- **Task to complete**
Reproduce only the records from the line with "Target phrase = orange flower" through the end of the records, including the requests. In the answers, multiply every x and y coordinate by 1.6 and round each result to a whole number, rounding halves up.

- **Records shown**
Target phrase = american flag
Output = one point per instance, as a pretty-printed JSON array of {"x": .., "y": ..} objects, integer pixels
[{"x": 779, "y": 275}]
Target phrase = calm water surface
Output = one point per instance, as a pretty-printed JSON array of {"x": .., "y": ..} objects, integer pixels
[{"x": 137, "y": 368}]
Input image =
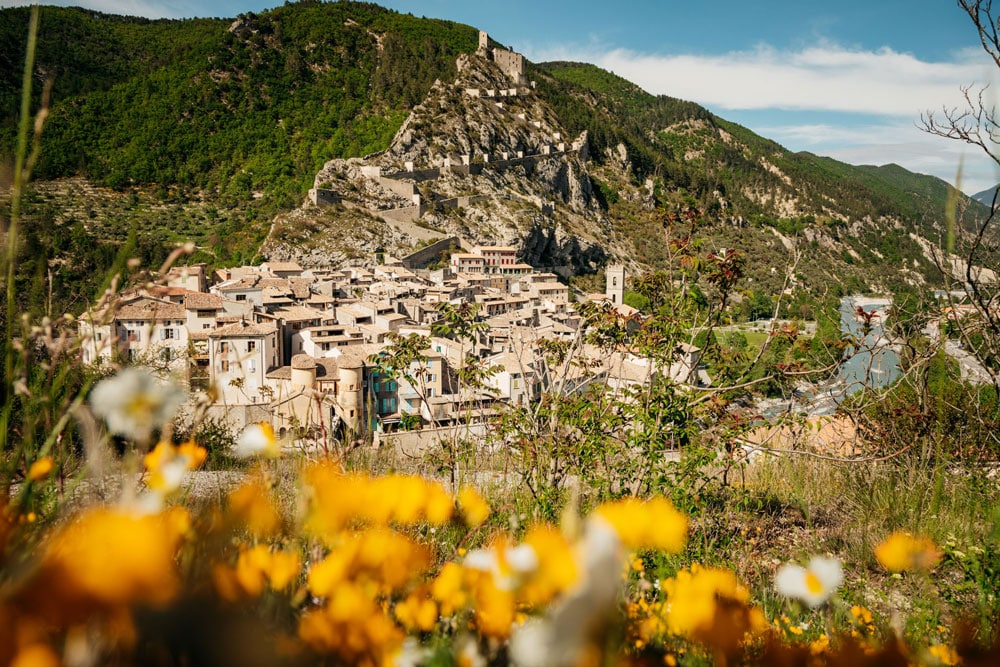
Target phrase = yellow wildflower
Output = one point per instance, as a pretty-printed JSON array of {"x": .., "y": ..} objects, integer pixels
[
  {"x": 417, "y": 612},
  {"x": 692, "y": 596},
  {"x": 902, "y": 551},
  {"x": 944, "y": 655},
  {"x": 557, "y": 570},
  {"x": 649, "y": 524},
  {"x": 105, "y": 559},
  {"x": 448, "y": 589},
  {"x": 258, "y": 440},
  {"x": 351, "y": 626},
  {"x": 36, "y": 655},
  {"x": 475, "y": 510},
  {"x": 379, "y": 556},
  {"x": 339, "y": 500},
  {"x": 494, "y": 607},
  {"x": 820, "y": 645},
  {"x": 40, "y": 469}
]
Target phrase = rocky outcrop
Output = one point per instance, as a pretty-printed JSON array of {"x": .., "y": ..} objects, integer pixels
[{"x": 481, "y": 158}]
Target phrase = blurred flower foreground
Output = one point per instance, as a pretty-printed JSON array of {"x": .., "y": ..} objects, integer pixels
[{"x": 303, "y": 562}]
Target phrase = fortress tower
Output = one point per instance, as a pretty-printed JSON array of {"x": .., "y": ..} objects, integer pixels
[
  {"x": 615, "y": 287},
  {"x": 511, "y": 63}
]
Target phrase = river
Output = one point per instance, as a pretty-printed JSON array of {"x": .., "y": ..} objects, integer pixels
[{"x": 872, "y": 364}]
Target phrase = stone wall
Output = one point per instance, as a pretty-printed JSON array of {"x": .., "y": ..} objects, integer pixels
[
  {"x": 323, "y": 197},
  {"x": 424, "y": 256}
]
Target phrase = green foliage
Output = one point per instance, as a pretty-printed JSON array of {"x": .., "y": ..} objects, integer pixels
[{"x": 258, "y": 107}]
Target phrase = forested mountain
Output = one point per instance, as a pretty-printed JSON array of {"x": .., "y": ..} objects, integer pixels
[{"x": 208, "y": 128}]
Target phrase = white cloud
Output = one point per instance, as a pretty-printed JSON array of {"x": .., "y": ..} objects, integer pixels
[
  {"x": 892, "y": 142},
  {"x": 144, "y": 8},
  {"x": 893, "y": 88},
  {"x": 823, "y": 77}
]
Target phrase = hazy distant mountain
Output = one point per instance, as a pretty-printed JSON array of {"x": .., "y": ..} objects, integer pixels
[
  {"x": 212, "y": 127},
  {"x": 986, "y": 196}
]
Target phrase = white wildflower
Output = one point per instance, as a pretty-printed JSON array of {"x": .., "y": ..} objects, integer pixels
[
  {"x": 813, "y": 584},
  {"x": 134, "y": 403}
]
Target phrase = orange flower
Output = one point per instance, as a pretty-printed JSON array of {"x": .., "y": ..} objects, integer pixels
[
  {"x": 902, "y": 551},
  {"x": 41, "y": 468}
]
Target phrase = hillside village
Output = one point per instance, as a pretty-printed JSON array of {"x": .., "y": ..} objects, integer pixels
[{"x": 300, "y": 349}]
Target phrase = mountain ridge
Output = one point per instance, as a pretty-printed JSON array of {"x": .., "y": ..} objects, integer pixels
[{"x": 267, "y": 99}]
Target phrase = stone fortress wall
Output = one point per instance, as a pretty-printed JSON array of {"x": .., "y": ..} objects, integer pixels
[{"x": 402, "y": 183}]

- **Exercise solution**
Target phrase = orange flower
Output = one point per instance, as a pretty-printed JSON array of {"x": .., "y": ..} objects, integer pixels
[
  {"x": 1443, "y": 882},
  {"x": 66, "y": 749}
]
Target phrase = hillside village
Output = one point per instance, as a pretty-printed JSON array of {"x": .., "y": ..} objects, integer pixels
[{"x": 480, "y": 558}]
Target phrase = mountain ridge
Output = one point per instance, as a pretty-printed JSON array of {"x": .., "y": ..} objects, integer pixels
[{"x": 427, "y": 158}]
Target phrase = stone fortress wall
Output = one point per instance, as a pretty-printed JSON array of {"x": .., "y": ..} objects, integer pixels
[{"x": 643, "y": 293}]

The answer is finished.